MATERIAL:
____________
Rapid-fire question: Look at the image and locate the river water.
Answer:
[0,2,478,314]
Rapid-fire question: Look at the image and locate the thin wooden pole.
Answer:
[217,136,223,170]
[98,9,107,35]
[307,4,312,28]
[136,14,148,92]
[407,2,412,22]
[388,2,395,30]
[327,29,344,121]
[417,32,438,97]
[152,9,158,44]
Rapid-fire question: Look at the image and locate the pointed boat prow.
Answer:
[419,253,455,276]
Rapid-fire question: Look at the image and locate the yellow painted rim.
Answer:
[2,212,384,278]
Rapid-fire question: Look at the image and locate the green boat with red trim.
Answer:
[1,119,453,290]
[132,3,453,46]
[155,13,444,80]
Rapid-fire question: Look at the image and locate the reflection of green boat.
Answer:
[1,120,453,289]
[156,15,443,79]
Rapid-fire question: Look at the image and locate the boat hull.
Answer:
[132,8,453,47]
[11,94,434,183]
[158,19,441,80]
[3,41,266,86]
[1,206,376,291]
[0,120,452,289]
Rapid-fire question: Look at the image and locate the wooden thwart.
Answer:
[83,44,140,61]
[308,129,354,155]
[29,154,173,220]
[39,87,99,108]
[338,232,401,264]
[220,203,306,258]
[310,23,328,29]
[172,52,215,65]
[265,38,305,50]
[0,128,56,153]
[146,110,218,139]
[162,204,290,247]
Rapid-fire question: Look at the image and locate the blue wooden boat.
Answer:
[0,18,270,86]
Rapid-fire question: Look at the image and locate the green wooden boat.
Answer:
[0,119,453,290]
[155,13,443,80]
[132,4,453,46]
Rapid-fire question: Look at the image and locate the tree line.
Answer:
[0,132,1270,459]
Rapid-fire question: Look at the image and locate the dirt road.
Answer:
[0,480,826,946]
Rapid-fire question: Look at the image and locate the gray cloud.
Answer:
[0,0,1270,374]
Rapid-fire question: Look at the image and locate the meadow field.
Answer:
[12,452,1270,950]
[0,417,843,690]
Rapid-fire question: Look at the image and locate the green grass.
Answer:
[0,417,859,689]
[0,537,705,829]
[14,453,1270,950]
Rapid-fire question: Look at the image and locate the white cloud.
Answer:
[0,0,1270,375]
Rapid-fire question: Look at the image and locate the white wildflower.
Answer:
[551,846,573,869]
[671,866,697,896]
____________
TASK BRIEF: Could you echo every line of the listing above, word for word, without changing anything?

OUTPUT OF THE TASK:
Rapid-fire question: Look at the image and locate the river water.
Answer:
[0,2,478,314]
Rapid-fire question: Look at the image and locate the thin wooden pole.
Answer:
[217,136,223,170]
[98,9,107,35]
[307,4,312,28]
[136,14,148,92]
[407,2,412,22]
[388,2,395,30]
[327,29,344,121]
[417,32,438,97]
[152,9,158,44]
Rapid-fire question: Look at the image and locate the pointed boat prow.
Answer:
[419,253,455,276]
Rapid-fire question: Look at the image and locate the yellow painted rim.
Answer:
[2,212,384,278]
Rapid-fire question: Look at the image and locate the green boat with red trim.
Answer:
[1,119,453,290]
[132,3,453,46]
[155,13,444,80]
Rapid-fire question: Look at the image and locate the reflection of green boat.
Answer:
[1,120,453,289]
[156,15,443,79]
Rapid-fire question: Look at the image and locate the boat hull.
Answer:
[132,8,453,47]
[11,94,434,183]
[158,19,441,80]
[3,41,266,86]
[1,206,376,291]
[0,120,452,289]
Rapid-fire question: Look at the image and locate the wooden thwart.
Answer:
[83,44,140,61]
[308,129,354,155]
[29,154,173,220]
[39,87,99,108]
[338,232,401,264]
[220,203,306,258]
[310,23,328,29]
[172,52,215,65]
[265,38,305,50]
[0,128,56,153]
[146,110,218,139]
[162,204,290,247]
Rapid-fire question: Look at the image and locate the blue wooden boat.
Answer:
[0,18,270,86]
Rapid-fire question: Look at the image and locate the green wooden boat.
Answer:
[0,119,453,290]
[155,13,443,80]
[132,4,453,46]
Rapid-fire question: Look at the image and locate the tree line.
Answer:
[0,132,1270,459]
Rapid-fire question: Look at the image and locate the dirt road.
Answer:
[0,480,826,946]
Rapid-fire question: Look at the image and locate the gray cloud.
Answer:
[0,0,1270,374]
Rapid-fire question: Look at the image and locate the meadow field.
Answer:
[12,452,1270,950]
[0,417,843,690]
Rapid-fire question: Look at the image and locate the green grass.
Answer:
[0,417,859,689]
[0,537,705,829]
[14,453,1270,950]
Rapid-fire question: Look at the image and locate the white cloud.
Answer:
[0,0,1270,375]
Rapid-fire question: Look at the image and locate the white wildflower.
Answer:
[551,846,573,869]
[671,866,697,896]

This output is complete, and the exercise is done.